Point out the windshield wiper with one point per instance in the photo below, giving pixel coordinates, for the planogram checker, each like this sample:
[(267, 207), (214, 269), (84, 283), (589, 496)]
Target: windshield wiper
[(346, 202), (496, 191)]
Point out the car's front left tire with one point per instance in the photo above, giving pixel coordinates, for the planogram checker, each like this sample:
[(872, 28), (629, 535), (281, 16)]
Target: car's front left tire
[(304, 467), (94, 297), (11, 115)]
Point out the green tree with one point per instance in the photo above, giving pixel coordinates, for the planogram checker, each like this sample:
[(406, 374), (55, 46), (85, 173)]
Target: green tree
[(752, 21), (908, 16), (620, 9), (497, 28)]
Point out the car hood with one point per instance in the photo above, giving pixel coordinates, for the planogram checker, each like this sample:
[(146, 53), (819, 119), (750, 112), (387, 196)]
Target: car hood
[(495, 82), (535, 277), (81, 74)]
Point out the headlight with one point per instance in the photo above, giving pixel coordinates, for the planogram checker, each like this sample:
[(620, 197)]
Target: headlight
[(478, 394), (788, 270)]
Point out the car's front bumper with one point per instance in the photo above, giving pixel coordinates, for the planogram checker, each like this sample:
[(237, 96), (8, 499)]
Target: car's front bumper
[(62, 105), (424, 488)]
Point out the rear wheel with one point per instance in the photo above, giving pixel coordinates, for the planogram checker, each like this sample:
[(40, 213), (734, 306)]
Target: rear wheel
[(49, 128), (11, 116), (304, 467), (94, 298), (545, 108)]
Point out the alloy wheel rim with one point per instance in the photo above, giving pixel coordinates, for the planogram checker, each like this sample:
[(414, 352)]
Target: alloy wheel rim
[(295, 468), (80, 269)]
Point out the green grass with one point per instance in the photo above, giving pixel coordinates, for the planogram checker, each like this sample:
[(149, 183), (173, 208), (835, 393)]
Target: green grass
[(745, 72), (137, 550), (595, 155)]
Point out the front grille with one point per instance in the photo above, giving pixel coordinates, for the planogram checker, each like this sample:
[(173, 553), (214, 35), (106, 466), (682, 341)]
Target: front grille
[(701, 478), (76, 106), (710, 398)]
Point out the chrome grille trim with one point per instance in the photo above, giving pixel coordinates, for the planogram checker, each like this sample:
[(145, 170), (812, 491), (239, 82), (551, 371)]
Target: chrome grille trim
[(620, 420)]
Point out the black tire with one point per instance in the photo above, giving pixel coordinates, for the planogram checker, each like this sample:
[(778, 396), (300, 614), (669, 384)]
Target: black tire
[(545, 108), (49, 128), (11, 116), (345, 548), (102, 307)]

━━━━━━━━━━━━━━━━

_WHAT IS BEING ASKED_:
Reproduce all of the material above, swapping every "planogram checker" for "shelf audit tool" and leaving everything else unchanged.

_TASK RESULT_:
Point out the windshield wiper with one point per instance in the photo below, giving pixel coordinates, for the shelf audit tool, each like this sample:
[(267, 207), (214, 269), (84, 283), (589, 496)]
Target: windshield wiper
[(346, 202), (496, 191)]
Point out the car's front left tire with one point per instance in the photo above, giving pixel coordinates, for the shelf audit tool, each like this sample:
[(872, 28), (629, 535), (281, 16)]
Target: car's front left tire
[(304, 467), (94, 297), (11, 115)]
Point out the green tree with one point per instance in the photo above, giving pixel coordinates, for the shelf audit tool, each like this sample:
[(406, 374), (55, 46), (85, 173)]
Target: green tree
[(752, 21), (908, 16), (620, 9), (497, 28)]
Point out the car hood with one point per instance in the photo above, giving pixel coordinates, for the shelf audit tool, each like this sample:
[(146, 53), (819, 119), (750, 112), (387, 196)]
Target: car hood
[(495, 82), (535, 277), (81, 74)]
Point out the headlight with one point per instance in the photo above, giving pixel coordinates, for the shelf audit tool, each like this sample:
[(620, 197)]
Target: headlight
[(478, 394), (788, 270)]
Point out the car's front bumper with one point per instance in the photo above, giving pixel coordinates, for the shelf audit tool, each like this sample:
[(237, 96), (8, 499)]
Target: car's front bumper
[(62, 105), (424, 488)]
Point out the rear wheel with one point per instance in the photo above, giving pixel coordinates, for the shelf audit tool, each like this sample:
[(40, 213), (734, 306)]
Target: rear wheel
[(49, 128), (11, 116), (304, 467), (94, 298), (545, 108)]
Point out the alloy wheel rim with one point per instance in the photo above, giving pixel coordinates, for the shelf audit tool, each like this sample:
[(414, 352)]
Target: alloy wheel rim
[(295, 468), (80, 269)]
Point out the green grass with one point per instance in the photo above, giving pixel coordinates, for the shelf audit tool, each like this sample:
[(149, 183), (173, 208), (835, 393)]
Target: green grass
[(745, 72), (137, 550), (595, 155)]
Point out the front grille with one point per instance in the photo above, giving pixel coordinates, for the shelf audit tool, each like this sample:
[(173, 553), (214, 35), (106, 466), (682, 341)]
Target: front grille
[(701, 478), (76, 106), (710, 398)]
Point out the chrome grille trim with one point per instance in the photo above, giving pixel coordinates, for the shelf audit tool, each like this sample:
[(145, 170), (812, 491), (239, 82), (551, 371)]
Target: chrome grille trim
[(620, 420)]
Point out the black tire with one point per instance in the photo above, giving pixel coordinates, for the shelf audit tool, each like this sample:
[(778, 396), (300, 614), (669, 384)]
Target: black tire
[(545, 108), (49, 128), (11, 116), (345, 548), (102, 307)]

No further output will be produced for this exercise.